## Work task 1
Answer these questions about the Halloween essay:
(a) What is the narrator's briefcase filled with?
(b) What did the narrator dress as the year after the sitcom costumes?
(c) What did the mother of the narrator's children dress as this year?
## Work task 2
According to the Halloween essay, which sitcom characters did the narrator and friends dress as when they were in their 30s? Give each character with the show it comes from.
[[ Given passage, beginning ]]
But now we’ve reached the part of my Halloween Essay where the scene turns intensely scary. Zombies and goblins creep out into the street, wearing makeup that resembles blood and guts. There’s a mummy unraveling. There are vampire fangs and hair dye kits. Everyone is carrying some sort of large purse or handbag to hold the treats that they have pillaged from the neighborhood. I open up my briefcase and show you that it is filled with chocolate and Pepsi. 

When my friends & I were in our 30s, we went out trick-or-treating dressed as familiar characters from our favorite sitcoms: Alex P. Keaton from Family Ties, Cliff the mailman from Cheers, Kramer from Seinfeld, and Phillip Drummond from Diff’rent Strokes

The next year, I cut eye-holes in a bedsheet and dressed as a ghost, and we all roasted marshmallows and carved pumpkins together. That was enjoyable. Then we used our fake gun to scare people: “Boo! Stick ’em up!” We also all carried neon green glow-sticks, and there was fake steam coming out of the gutters in the street, just like a Michael Jackson video. 

The mother of my children stays home to answer the door and distribute treats. Usually she wears her French maid costume on Halloween, but she explained that the weight that she put on during the pandemic lockdown caused her to lose confidence in her figure, so this year she opted to dress as a witch. 

We had a fun Costume Bash on the weekend. Everyone was told to doll up and come ready to party. My colleague Nick was Pluto (the cartoon dog, not the dwarf planet or the God of the Underworld); and his girlfriend Jen went as He-Man’s twin sister She-Ra “Princess of Power” with super hairy armpits. Our co-worker Clarence was half Popeye and half Wolverine, and his fiancĂ©e Lucinda went as Mitch from Baywatch.
[[ Given passage, end ]]
[[ Supplied entries, beginning ]]
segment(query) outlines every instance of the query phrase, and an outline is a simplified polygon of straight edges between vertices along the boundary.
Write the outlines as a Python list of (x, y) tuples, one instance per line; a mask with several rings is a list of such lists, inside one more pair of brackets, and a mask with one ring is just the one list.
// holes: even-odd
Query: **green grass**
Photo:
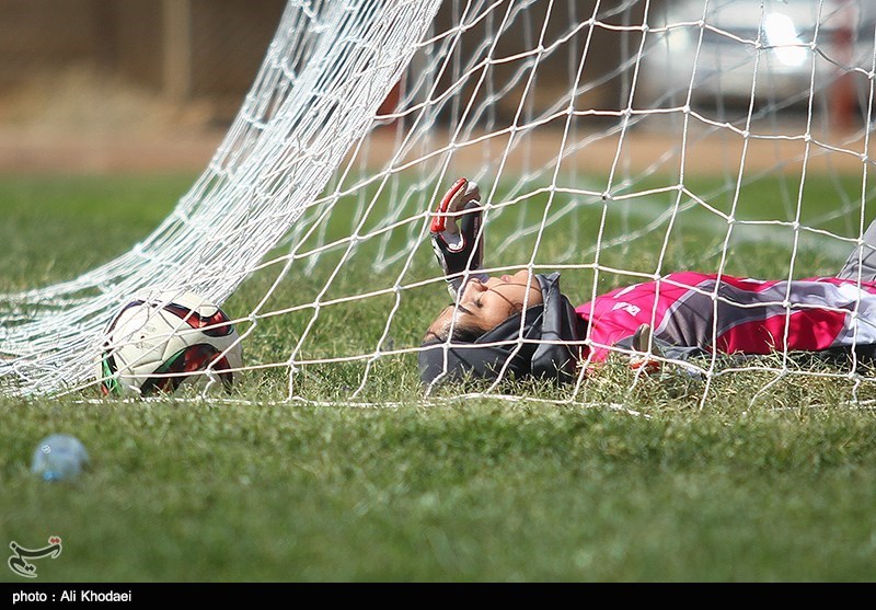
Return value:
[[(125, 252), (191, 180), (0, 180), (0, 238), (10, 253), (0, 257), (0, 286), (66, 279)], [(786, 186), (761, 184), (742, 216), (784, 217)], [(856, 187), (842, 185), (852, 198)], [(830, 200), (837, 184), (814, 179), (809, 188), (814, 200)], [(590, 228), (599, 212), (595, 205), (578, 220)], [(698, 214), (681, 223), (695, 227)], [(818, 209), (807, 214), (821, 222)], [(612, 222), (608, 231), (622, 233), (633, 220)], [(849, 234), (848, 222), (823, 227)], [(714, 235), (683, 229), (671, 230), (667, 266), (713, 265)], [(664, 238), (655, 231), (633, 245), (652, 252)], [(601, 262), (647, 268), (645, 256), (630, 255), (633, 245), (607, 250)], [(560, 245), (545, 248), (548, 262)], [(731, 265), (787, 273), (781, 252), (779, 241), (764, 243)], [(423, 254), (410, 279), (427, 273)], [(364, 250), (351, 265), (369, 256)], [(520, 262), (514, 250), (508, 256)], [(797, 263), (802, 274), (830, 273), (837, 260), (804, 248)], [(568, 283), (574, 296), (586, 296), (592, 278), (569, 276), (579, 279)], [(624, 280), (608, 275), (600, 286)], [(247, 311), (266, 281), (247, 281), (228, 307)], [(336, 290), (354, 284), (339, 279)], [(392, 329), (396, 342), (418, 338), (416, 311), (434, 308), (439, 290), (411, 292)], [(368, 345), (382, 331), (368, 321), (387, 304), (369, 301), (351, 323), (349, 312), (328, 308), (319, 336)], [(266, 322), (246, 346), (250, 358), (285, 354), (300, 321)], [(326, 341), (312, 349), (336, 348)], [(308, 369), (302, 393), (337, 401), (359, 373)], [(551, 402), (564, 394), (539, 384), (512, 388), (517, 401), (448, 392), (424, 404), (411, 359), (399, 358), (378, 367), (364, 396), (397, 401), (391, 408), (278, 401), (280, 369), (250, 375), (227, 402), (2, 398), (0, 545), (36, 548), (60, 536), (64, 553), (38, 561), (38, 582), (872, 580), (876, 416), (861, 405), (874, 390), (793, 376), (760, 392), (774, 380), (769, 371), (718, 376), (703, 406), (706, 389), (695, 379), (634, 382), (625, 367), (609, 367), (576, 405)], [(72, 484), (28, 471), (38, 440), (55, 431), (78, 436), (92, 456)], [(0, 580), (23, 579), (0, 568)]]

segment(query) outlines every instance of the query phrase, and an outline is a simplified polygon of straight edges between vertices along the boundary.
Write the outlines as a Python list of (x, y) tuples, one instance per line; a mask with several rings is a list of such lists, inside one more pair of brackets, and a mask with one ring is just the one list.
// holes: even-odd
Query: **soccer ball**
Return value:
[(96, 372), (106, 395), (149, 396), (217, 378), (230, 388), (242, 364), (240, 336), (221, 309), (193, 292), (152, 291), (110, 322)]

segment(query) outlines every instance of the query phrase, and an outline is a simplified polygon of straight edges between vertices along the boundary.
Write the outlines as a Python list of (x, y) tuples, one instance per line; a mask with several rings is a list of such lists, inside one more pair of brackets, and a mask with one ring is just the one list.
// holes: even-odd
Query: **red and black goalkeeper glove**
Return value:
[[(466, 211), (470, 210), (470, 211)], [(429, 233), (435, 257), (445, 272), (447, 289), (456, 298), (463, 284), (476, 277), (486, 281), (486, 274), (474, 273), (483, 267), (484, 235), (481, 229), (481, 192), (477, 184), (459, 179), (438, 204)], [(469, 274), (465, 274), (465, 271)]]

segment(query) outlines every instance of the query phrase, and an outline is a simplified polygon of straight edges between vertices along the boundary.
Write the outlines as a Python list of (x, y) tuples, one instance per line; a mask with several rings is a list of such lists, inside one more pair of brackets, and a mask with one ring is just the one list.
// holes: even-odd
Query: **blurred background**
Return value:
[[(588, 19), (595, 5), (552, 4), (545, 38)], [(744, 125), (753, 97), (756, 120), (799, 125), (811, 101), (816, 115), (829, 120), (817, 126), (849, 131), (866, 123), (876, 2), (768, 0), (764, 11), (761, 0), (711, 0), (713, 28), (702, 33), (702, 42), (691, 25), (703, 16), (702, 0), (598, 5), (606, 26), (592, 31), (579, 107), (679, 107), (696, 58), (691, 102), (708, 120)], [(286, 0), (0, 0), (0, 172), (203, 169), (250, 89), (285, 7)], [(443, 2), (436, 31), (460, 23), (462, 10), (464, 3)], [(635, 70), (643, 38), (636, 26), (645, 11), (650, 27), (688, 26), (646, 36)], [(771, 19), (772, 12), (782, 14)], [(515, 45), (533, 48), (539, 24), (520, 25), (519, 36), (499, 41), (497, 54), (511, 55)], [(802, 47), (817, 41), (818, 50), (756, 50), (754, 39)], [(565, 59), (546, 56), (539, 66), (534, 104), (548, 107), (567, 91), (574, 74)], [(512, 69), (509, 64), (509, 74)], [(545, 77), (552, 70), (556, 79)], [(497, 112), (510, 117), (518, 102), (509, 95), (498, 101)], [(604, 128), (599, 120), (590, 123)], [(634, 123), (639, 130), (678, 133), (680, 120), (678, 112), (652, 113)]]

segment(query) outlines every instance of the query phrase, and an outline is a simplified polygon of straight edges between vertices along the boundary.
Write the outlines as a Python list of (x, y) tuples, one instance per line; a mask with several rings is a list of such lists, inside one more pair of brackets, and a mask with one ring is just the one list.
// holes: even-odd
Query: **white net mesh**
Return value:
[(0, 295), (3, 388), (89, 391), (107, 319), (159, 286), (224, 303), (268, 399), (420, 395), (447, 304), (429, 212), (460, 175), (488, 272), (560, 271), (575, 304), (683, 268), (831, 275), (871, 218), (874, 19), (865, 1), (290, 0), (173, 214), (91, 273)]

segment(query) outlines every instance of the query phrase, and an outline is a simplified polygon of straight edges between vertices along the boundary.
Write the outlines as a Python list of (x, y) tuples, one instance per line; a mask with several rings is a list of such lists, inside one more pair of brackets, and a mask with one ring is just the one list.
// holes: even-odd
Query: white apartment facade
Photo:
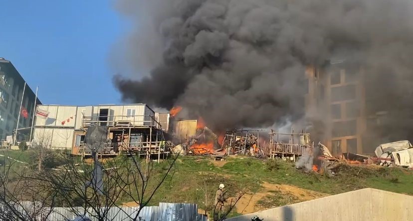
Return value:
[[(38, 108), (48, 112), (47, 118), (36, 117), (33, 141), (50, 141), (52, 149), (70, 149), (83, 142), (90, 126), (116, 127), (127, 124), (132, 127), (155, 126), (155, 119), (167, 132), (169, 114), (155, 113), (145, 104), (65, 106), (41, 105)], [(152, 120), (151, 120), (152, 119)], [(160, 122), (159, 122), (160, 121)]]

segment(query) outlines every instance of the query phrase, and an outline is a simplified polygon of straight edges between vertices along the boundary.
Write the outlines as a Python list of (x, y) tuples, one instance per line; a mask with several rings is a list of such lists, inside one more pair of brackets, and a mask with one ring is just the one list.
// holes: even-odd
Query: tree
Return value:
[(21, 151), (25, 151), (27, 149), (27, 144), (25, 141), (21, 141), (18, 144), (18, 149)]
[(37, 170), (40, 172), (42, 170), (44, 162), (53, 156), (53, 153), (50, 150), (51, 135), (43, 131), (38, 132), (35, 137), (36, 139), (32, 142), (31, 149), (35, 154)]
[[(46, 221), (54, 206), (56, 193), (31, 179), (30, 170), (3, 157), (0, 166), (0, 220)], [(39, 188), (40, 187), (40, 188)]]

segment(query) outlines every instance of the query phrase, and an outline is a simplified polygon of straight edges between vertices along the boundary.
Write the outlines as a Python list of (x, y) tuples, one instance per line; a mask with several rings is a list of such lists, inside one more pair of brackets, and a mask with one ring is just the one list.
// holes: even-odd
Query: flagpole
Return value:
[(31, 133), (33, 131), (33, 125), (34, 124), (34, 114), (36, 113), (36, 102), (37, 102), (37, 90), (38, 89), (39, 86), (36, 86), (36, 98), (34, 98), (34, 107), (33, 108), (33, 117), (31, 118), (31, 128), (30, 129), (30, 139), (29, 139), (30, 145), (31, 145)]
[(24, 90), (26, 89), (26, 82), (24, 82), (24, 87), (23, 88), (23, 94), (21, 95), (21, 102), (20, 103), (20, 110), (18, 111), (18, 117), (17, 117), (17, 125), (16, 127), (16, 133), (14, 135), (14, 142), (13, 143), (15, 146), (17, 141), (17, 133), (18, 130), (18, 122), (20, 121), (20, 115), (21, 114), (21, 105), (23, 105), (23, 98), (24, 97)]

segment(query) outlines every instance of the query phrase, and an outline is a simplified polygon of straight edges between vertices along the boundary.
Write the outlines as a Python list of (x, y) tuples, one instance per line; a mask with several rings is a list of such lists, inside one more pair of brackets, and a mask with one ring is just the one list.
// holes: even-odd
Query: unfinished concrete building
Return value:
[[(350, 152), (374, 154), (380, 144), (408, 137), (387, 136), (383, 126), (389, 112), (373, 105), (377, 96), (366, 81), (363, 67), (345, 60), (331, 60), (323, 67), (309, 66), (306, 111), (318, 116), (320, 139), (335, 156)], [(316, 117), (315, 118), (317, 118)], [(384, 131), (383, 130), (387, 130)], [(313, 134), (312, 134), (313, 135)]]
[[ Supplied entries, end ]]
## Your response 1
(a) Chocolate and Pepsi.
(b) A ghost, made from a bedsheet with eye-holes cut in it.
(c) A witch.

## Your response 2
Alex P. Keaton from Family Ties
Cliff the mailman from Cheers
Kramer from Seinfeld
Phillip Drummond from Diff'rent Strokes